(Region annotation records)
------------------------------------------------------------
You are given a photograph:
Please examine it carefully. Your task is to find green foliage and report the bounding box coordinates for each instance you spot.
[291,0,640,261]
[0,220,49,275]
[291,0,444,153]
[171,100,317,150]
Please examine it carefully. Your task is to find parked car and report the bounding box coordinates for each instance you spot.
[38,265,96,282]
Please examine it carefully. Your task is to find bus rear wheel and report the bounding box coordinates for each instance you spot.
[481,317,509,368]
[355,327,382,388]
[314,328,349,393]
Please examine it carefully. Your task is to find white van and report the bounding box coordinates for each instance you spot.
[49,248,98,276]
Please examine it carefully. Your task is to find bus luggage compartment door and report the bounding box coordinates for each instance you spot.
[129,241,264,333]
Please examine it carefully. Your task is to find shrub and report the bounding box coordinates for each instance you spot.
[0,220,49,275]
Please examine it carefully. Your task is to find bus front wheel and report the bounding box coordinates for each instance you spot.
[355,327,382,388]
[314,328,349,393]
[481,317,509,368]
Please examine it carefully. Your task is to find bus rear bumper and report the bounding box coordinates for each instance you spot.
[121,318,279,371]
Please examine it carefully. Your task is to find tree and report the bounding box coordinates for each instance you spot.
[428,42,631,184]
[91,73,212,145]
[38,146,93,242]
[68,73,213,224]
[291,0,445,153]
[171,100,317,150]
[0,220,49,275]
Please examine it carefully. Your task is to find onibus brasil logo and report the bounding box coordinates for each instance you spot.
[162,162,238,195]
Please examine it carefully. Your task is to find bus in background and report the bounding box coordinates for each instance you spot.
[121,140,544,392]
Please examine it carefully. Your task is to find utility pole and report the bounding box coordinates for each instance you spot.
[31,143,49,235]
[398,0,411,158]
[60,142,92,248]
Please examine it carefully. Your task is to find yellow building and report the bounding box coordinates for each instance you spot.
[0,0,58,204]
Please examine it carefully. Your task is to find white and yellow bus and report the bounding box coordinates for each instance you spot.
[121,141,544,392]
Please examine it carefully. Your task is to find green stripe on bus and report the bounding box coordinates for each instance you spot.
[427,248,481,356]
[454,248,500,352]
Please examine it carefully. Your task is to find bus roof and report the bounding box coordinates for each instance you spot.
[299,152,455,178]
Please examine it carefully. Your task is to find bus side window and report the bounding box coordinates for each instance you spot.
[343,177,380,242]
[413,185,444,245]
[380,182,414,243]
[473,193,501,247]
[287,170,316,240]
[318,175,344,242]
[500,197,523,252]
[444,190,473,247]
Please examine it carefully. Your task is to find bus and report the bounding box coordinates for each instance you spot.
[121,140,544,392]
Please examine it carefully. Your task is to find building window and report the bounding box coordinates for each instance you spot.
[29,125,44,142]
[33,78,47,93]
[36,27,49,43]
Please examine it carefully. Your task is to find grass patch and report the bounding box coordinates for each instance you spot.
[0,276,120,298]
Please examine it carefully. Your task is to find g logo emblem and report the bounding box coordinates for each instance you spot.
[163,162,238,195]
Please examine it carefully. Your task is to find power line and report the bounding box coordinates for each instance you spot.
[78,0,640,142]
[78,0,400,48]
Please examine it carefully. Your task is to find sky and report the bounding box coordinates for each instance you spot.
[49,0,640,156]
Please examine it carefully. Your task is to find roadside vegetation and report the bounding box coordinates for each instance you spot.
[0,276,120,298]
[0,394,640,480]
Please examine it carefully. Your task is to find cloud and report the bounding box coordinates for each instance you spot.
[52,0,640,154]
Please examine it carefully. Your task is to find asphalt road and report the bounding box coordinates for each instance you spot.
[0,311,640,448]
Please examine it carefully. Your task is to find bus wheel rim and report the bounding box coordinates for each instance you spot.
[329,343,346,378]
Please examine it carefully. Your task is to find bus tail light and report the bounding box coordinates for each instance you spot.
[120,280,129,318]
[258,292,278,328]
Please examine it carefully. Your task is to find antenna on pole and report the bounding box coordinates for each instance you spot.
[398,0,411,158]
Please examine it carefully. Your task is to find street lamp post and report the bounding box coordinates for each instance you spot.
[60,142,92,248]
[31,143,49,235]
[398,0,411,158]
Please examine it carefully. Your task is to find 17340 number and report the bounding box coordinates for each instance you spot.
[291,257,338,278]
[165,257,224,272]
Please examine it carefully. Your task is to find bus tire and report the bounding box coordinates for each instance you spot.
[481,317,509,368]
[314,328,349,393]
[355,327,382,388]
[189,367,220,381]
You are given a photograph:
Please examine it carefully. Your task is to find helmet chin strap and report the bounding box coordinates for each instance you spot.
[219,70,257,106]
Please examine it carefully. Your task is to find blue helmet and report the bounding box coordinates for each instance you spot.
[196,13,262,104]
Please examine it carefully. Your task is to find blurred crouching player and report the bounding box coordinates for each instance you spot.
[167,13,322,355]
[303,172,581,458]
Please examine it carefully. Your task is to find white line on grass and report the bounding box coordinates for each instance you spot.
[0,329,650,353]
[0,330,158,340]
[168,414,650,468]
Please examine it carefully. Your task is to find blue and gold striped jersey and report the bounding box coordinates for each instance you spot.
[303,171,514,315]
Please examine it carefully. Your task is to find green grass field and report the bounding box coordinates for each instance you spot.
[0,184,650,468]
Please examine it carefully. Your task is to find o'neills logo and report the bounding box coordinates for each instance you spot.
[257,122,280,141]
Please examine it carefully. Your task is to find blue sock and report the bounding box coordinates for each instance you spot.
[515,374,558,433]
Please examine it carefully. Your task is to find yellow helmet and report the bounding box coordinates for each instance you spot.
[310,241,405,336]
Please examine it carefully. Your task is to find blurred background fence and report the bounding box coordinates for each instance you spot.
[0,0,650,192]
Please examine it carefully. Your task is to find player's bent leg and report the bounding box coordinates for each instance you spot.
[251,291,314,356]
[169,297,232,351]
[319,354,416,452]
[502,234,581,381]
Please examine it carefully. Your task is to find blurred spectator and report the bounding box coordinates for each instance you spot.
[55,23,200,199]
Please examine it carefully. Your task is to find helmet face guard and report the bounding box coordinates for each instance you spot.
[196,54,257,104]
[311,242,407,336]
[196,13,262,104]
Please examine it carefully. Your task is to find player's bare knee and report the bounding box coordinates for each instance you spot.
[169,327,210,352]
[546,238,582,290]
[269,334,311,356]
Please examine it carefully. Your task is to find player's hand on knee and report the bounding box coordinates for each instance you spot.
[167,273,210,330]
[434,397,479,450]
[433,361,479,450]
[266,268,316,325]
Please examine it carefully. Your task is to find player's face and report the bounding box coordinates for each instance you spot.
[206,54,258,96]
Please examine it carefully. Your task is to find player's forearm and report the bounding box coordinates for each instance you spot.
------------------------------------------------------------
» WHAT THIS TASK INVOLVES: Reproduce all of the records above, changing "examine" to "inspect" everywhere it appears and keeping everything else the same.

» PROBLEM SOLUTION:
You are given a photograph:
Please inspect it carefully. Your task is to find green foliage and report the bounding box coordinates for each instance you spot.
[291,0,640,261]
[0,220,49,275]
[291,0,444,153]
[171,100,317,150]
Please inspect it carefully. Your task is to find parked car and report the bounding box coordinates for each instance you spot.
[38,265,96,282]
Please inspect it carefully. Your task is to find bus rear wheel and report the bounding box coordinates for each instance you spot.
[481,317,509,368]
[355,327,382,388]
[314,328,349,393]
Please inspect it carefully. Your task is to find white van and report the bounding box coordinates for each instance you spot.
[49,248,98,276]
Please inspect it carefully. Your task is to find bus luggage compartment door and report the bounding box coordinates for each instance you spot.
[129,241,264,333]
Please inspect it carefully. Your task is to find shrub and report the bounding box coordinates for each instance you spot.
[0,220,49,275]
Please inspect it carefully. Your task is to find bus front wheel and report the bounding box coordinates for each instance you spot.
[355,327,382,388]
[314,328,349,393]
[481,317,509,368]
Please inspect it carefully. Your task is to find bus rear bumper and report the bounding box coordinates for each instance you spot.
[121,318,279,371]
Please inspect it carefully. Your task is to find tree and report the bounding box coordinates for each instance you spot.
[428,42,631,184]
[91,73,212,145]
[38,146,93,242]
[68,73,213,224]
[291,0,445,153]
[171,100,317,150]
[0,220,49,275]
Please inspect it carefully. Your task is to find onibus brasil logo and report the bounding box coordinates for each instance you spot.
[162,162,238,195]
Please inspect it carefully. Your task is to find bus in background and report the bounding box coordinates for each instance you spot.
[121,140,544,392]
Please inspect it carefully. Your task is to find utility pole and report the bounding box coordinates for each instance you spot.
[31,143,49,235]
[398,0,411,158]
[60,142,92,248]
Please inspect it carefully. Your task is to find yellow building and report the bounding box coordinates for each instance you spot.
[0,0,58,204]
Please inspect it carefully. Your task is to find white and yellow bus and report the bounding box coordinates for each instance you spot.
[121,141,544,392]
Please inspect it carefully. Your task is to find green stripe on bus and report the bounding box coordinates for each instance you spot.
[427,248,481,356]
[454,248,500,352]
Please inspect it carefully. Your task is to find bus roof and report the bounding box coordinates for each instance you spot.
[299,152,455,178]
Please inspect it carefully. Your task is to find bus side window and report the bounding box coordinates for each instance you spot.
[343,177,380,242]
[413,185,444,245]
[380,182,414,243]
[473,193,501,247]
[287,170,316,240]
[318,175,344,242]
[500,197,523,252]
[444,190,473,247]
Please inspect it carefully. Your task is to find bus and report the bounding box coordinates for each instance you spot.
[121,140,544,392]
Please inspect it carefully. Your task is to find building window and report the bounding box coordinates for each instance you spot.
[29,125,44,142]
[33,78,47,93]
[36,27,49,43]
Please inspect it carefully. Your task is to find grass patch and report the bounding box coordinates for each instance you spot.
[0,276,120,298]
Please inspect it carefully. Your task is to find g logo emblem and report the bounding box coordinates for each instance you spot.
[163,162,238,195]
Please inspect it carefully. Your task is to find power line and report the bounding box coordinates for each instance you spot.
[78,0,640,142]
[78,0,400,48]
Please inspect it carefully. Your task is to find sky and report the bounding box coordinates for each instance you spot.
[49,0,640,156]
Please inspect it carefully. Your task is to find roadside vegetation and report the bounding box coordinates for each instance you spot.
[0,276,120,298]
[0,394,640,480]
Please inspect it carefully. Your task is to find cloud and report the bounding box coordinates for each instance you spot.
[52,0,640,154]
Please inspect it carefully. Your task is to find asphalt road and report the bounding box coordinates for each instance you spot.
[0,311,640,448]
Please inspect it carefully. Your task is to find bus wheel rim and report the bounding box coordinates for each instance you spot.
[329,343,346,378]
Please inspect it carefully. Your task is to find bus tail light and report the bounding box coordinates for each instance you spot.
[120,280,129,318]
[258,292,278,328]
Please inspect it carefully. Your task is to find antenna on pole and report the bounding box coordinates for each instance you spot.
[398,0,411,158]
Please inspect it carefully. Your task is to find street lamp post and report the bounding box coordinates for each instance you spot.
[60,142,92,248]
[31,143,49,235]
[398,0,411,158]
Please inspect it carefully. Your task is to find 17340 number and report the bounding box coordinates for each instance you spot.
[291,257,338,278]
[165,257,224,272]
Please inspect it carefully. Your task is to find bus tire and report the bounding box coordinates for each instance you spot.
[481,317,509,368]
[314,328,349,393]
[355,327,382,388]
[189,367,220,381]
You are given a photograph:
Please inspect it carefully. Your task is to find helmet chin strap and report the bounding box coordinates for each instance you spot.
[219,70,257,106]
Please inspect it carefully. Your task is to find blue helmet and report the bounding box coordinates for each instance you spot.
[196,13,262,104]
Please inspect it carefully. Your task is to find blurred crouching player and report the bounding box coordinates for each instance you spot.
[167,13,322,355]
[303,172,581,458]
Please inspect it carefully. Your task is to find white line on grass and report the bounding box coordinates for each instance you spot.
[0,329,650,353]
[0,330,158,340]
[168,414,650,468]
Please inspect it carefully. Your task is to find blue and gold striped jersey and report the bounding box coordinates for each instance you spot.
[303,171,514,315]
Please inspect it carefully. Your task is to find green grass field and report the bounding box coordinates for each instance you spot.
[0,184,650,468]
Please inspect it carefully. Your task is to find o'neills logo and report the bounding box coordinates for each instance you spot.
[257,122,280,141]
Please inspect it carefully. Your task is to find blue sock and report the bounding box coordinates for each instance you spot.
[515,374,558,433]
Please inspect it carefully. Your task is to find yellow helmet and report the bounding box coordinates for each instance you spot.
[310,241,405,336]
Please inspect it carefully. Your task is to find blurred background fence and report the bounding box coordinates for each instance you spot.
[0,0,650,192]
Please inspect it carefully. Your task is to find player's bent leg and report the bounding box coordinates for each instance you spot.
[251,291,314,356]
[169,297,232,351]
[319,354,416,452]
[502,234,581,381]
Please inspect it carefully. Your task is to find blurred spectator and report the bounding box coordinates for each instance you spot.
[55,23,200,199]
Please inspect it carefully. Your task is to find helmet face guard and report the bounding box coordinates for each instance you spot.
[196,54,257,104]
[311,242,407,336]
[196,13,262,104]
Please inspect it carefully. Your task is to find player's bare knee and report the bounding box coordinates for each instance you spot.
[169,327,210,352]
[546,238,582,290]
[269,334,311,356]
Please inspect it carefully. Your task is to find player's hand on knee and report the bounding box coordinates for each instance you spot.
[167,273,210,330]
[434,397,479,450]
[433,361,479,450]
[266,268,316,325]
Please inspect it carefully. Your task is to find player's face and report the bounding box coordinates for each instance you spot.
[206,54,258,96]
Please inspect it carefully. Your task is to find player's forearm and report the bounding box coordinates for each instance you spot.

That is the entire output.